■ Text:
· · · · · · ·

INVESTIGATIONS

Investigation: Climate Change Impact on Trees

In the beginning of February 2022, if we bore 10 living and 10 dead trees in 5 different species at Edna Drinkwater School in Northport, Maine, and study the samples with a microscope to count the tree rings to tell the tree’s age and growth during the life of the tree, and compare our records to Belfast Water District weather records, will it show the same data about the climate? Plus, what is the total amount of Carbon Dioxide the tree sequestered and the amount of C02 the dead trees are putting back out into the atmosphere?

 

TOOLS:

  • Tree flagging tape
  • Measuring tape
  • 10 living trees
  • 10 decomposing/dying trees
  • Calculator
  • Clinometer
  • Increment Borer (length depends on diameter of trees)
  • Beeswax lubricant
  • Paper straws (hold core samples)
  • Paintbrush case (for all samples)

· · · · · · ·

■ Provided material:

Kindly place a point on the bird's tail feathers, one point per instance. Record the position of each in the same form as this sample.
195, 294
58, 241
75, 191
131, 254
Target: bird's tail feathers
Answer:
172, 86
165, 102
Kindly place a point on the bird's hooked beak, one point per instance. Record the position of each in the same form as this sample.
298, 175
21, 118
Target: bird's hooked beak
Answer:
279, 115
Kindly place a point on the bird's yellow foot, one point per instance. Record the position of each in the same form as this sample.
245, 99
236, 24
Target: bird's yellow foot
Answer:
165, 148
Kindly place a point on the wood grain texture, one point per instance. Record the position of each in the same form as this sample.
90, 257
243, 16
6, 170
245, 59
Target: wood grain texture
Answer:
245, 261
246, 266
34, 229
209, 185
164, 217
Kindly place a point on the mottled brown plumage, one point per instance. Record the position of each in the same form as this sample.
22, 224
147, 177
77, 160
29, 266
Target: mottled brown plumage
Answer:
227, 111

· · · · · · ·

■ Aim: Could you carry on the investigation of climate change and trees from the last tool listed?

■ Solved problem:
  • Boots/jacket/warm gear
  • Clipboard
  • Pencil
  • Paper
  • Eraser
  • Microscope
  • Gloves 
  • Digital calipers
  • Computer
  • Tuva

 

Instructions / How to do this investigation

DATA COLLECTION:

    1. Collect all the supplies needed
    2. Head down to Edna Drinkwater School’s woods
    3. Use a tape measure to find 10 living trees with the biggest circumference and 10 dead/decomposing trees with the biggest circumference 
    4. Mark the trees with ribbon tape
    5. For each tree:
  • Record species:
        1. Use a local guidebook or plant ID app to identify the trees
  • Record the height:
        1. Use the clinometer to measure the tree’s height
  • Record the circumference:
        1. When you get up to the tree you have to step on one end of the measuring tape and measure up DBH (diameter at breast height) which is 4 feet 6 inches (4.5 feet because it is the easiest place to bore into the tree without having to lay on the ground or reach up very high. You don’t have to cut out growing plants as well).
        2. Take the circumference by going around the tree at DBH with the measuring tape (example: 4 feet 7 inches)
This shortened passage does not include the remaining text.